[SELECTED TEXT]
%%

The area reminded us of London, double decker buses, black and yellow taxi’s, (over 40,000 of them in Mumbai), british architecture, paved footpaths, trees sheltering the streets, it was really quite picturesque. Not what we expected at all! It was obviously an area for the middle and upper class. There were some extremely well dressed locals in western attire, and the beautiful sari’s that came out at night at the expensive restaurants were just dazzling (we watched from the pavement, of course).

There was this huge fenced in ground at the end of the road and it was absolutely full of hundreds of boys and men playing little games of cricket on Sunday, and then again Monday evening, it was crowded. We did walk into an area where there was poverty, there were some slums tucked away not very visible from the road. The saddest sight were the young boys, youths, lying asleep on the pavements, in the middle of the afternoon, acting as the flies landing strip - obviously sleeping off the booze.

We went to the Post office to send some stuff back and it was like being in a time tunnel, the office surroundings and the process was like something out of the 1950’s. One person checks our forms, one man sits at a desk and looks at all contents in every package that is sent from the post office outside of India - that is customs. The package is then wrapped in material, another hand sews it up, and then melts some wax and stamps it over the seams.

All in all a good experience in Mumbai.

%%

[WHAT YOU SHOULD DO] Retype the passage about Mumbai word for word, between "There was this" and "off the booze.", inclusive.

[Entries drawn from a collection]
%%

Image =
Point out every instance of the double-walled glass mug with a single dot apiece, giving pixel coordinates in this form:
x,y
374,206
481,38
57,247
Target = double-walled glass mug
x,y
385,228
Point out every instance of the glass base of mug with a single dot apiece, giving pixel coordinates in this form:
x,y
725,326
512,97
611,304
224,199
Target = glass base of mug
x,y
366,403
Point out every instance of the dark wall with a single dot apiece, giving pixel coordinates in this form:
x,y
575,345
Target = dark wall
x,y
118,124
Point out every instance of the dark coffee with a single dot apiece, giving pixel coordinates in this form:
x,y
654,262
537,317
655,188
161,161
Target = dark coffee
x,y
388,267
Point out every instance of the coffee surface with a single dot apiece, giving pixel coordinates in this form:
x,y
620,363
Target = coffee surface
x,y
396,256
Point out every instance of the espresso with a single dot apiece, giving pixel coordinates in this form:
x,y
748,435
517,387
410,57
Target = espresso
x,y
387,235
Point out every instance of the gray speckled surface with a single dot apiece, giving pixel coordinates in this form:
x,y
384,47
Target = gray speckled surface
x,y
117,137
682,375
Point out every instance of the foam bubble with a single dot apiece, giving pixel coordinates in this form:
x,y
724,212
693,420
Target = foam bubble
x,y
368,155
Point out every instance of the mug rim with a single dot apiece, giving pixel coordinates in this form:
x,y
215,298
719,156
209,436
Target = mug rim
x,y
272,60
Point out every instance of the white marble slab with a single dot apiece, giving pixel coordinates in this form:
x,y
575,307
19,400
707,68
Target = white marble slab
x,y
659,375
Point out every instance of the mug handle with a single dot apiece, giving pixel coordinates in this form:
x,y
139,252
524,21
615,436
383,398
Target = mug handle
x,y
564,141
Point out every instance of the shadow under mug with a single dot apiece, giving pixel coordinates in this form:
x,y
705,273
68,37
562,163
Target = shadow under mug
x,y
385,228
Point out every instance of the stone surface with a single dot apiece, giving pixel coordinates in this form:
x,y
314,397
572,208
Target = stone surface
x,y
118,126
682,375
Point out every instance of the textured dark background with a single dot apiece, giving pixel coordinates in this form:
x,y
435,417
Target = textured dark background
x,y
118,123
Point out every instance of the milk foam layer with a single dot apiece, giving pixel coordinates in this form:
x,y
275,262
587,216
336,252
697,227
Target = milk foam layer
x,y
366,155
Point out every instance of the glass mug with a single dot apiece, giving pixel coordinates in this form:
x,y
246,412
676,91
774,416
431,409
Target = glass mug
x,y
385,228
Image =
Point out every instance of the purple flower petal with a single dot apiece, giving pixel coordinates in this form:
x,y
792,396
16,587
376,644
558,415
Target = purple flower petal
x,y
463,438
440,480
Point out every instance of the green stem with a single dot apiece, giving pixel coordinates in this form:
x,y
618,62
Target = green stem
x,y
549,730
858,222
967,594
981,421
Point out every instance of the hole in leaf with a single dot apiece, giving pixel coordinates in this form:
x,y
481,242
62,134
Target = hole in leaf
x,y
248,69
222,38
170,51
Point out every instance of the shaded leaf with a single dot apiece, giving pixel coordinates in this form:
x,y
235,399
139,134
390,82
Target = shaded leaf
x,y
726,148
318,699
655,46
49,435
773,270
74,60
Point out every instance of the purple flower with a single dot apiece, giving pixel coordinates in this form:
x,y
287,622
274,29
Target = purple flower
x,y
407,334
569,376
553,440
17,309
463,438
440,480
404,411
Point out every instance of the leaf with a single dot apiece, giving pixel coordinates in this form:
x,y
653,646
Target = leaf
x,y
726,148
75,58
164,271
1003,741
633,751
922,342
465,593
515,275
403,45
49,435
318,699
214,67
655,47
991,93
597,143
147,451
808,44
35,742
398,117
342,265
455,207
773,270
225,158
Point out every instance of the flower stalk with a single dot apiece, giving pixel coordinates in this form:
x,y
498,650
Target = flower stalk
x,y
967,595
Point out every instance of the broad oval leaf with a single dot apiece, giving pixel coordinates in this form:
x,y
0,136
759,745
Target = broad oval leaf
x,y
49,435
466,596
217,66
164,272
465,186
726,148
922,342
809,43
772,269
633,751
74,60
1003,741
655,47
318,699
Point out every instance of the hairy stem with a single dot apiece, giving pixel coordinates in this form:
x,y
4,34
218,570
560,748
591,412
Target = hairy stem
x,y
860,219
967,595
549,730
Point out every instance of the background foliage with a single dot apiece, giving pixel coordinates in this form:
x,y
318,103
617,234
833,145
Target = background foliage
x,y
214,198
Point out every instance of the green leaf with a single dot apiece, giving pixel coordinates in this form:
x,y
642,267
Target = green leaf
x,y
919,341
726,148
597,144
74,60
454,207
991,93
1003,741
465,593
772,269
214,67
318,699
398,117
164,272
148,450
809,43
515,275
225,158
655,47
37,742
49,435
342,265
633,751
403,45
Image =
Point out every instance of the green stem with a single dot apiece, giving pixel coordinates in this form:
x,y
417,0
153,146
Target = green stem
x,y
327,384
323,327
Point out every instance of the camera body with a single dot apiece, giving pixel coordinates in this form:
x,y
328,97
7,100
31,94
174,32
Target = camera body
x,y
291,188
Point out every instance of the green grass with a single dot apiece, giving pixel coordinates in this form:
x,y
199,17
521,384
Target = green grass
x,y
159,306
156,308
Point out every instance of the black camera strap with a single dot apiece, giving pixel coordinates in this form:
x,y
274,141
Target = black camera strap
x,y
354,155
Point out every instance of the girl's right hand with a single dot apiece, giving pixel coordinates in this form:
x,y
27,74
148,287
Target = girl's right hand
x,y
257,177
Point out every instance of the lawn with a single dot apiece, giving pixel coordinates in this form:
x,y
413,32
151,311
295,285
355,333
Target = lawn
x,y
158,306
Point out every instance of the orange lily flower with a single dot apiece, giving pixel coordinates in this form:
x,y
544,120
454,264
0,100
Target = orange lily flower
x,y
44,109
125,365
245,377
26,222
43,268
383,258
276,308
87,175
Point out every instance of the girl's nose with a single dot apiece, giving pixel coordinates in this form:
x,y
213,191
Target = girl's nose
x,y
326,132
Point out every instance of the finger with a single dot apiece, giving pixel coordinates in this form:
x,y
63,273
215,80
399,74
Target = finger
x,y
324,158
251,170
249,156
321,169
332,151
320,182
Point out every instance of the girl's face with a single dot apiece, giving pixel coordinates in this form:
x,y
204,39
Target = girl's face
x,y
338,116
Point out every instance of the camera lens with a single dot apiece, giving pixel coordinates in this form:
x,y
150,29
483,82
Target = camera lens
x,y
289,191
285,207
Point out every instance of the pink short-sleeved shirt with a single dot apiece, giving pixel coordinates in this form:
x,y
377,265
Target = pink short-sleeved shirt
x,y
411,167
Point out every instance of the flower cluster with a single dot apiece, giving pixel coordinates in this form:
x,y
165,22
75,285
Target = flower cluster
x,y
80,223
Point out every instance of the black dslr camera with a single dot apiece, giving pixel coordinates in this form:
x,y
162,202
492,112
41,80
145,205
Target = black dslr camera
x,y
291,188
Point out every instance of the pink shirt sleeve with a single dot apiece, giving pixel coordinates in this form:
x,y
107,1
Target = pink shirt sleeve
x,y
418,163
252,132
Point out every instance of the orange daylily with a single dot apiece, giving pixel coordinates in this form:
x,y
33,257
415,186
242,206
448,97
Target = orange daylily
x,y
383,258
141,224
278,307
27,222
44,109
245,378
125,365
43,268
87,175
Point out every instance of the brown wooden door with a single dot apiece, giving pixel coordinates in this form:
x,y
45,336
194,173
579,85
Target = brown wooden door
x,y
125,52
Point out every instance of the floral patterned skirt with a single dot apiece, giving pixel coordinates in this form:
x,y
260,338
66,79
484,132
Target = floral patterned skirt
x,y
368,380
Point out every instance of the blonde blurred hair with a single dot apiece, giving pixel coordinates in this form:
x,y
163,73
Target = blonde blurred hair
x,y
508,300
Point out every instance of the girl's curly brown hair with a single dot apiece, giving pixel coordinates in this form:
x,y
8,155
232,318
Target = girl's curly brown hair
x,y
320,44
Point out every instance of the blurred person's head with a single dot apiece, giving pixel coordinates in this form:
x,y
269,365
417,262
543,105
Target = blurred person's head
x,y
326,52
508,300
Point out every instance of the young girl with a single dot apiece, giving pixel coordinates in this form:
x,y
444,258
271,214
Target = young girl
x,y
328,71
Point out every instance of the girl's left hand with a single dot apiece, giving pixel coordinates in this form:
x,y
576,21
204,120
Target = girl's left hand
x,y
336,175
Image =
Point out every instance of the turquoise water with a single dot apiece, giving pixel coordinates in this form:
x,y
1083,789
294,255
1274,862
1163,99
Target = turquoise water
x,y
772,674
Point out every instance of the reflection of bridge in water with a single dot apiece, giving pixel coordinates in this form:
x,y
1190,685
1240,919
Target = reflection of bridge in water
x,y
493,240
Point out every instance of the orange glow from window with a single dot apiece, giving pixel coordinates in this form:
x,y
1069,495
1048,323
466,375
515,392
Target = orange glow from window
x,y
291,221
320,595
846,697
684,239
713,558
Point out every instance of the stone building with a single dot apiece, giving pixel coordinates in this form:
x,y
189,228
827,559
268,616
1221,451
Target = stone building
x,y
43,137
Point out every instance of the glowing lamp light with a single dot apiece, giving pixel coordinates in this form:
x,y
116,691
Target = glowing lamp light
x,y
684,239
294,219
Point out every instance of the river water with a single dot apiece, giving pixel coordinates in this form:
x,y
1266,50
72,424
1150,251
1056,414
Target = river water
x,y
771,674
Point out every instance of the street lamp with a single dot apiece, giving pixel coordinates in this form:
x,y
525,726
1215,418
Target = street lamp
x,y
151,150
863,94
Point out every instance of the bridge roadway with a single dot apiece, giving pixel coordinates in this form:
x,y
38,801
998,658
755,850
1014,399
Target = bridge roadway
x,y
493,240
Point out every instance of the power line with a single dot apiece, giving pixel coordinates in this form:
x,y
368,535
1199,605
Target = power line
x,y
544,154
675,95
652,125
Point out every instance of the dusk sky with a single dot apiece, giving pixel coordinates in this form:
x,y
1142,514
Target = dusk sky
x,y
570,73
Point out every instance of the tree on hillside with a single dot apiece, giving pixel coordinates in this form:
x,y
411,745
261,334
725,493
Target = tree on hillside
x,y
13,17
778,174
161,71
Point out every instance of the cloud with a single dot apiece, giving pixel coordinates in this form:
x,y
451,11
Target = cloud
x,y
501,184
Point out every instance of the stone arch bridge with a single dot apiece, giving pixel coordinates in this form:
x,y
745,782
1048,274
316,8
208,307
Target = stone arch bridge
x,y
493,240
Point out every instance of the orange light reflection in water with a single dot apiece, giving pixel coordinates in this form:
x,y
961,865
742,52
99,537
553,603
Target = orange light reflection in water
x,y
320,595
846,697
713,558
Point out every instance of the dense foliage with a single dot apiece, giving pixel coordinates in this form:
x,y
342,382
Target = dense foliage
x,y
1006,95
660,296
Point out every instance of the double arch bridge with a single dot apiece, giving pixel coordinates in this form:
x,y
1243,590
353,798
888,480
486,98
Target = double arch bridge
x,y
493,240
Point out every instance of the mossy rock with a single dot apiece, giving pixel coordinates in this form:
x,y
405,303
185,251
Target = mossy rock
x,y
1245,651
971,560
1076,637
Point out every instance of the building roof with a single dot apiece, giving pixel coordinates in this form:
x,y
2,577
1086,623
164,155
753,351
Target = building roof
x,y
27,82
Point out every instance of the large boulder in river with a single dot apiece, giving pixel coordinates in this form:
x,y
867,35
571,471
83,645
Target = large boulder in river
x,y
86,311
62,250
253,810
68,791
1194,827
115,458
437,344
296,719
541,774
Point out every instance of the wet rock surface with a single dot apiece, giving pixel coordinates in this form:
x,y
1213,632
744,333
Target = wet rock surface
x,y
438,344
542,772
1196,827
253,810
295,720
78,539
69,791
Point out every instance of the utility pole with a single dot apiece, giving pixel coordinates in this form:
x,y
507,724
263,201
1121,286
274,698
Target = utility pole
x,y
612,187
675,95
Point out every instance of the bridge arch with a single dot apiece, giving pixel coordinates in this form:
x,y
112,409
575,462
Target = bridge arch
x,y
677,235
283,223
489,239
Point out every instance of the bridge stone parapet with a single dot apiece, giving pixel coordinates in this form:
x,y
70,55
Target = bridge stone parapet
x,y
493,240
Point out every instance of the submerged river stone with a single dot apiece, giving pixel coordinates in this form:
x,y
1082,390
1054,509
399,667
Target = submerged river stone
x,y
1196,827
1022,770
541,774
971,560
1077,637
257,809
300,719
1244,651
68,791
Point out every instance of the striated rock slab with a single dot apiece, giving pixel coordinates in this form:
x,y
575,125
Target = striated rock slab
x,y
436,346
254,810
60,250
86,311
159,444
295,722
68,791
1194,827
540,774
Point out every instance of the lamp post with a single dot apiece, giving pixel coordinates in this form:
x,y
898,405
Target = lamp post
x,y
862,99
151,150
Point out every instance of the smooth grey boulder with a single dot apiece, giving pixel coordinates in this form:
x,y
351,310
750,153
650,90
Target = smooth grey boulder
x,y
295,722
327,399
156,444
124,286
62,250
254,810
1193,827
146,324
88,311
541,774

%%

[SOLUTION FOR THIS PROBLEM]
There was this huge fenced in ground at the end of the road and it was absolutely full of hundreds of boys and men playing little games of cricket on Sunday, and then again Monday evening, it was crowded. We did walk into an area where there was poverty, there were some slums tucked away not very visible from the road. The saddest sight were the young boys, youths, lying asleep on the pavements, in the middle of the afternoon, acting as the flies landing strip - obviously sleeping off the booze.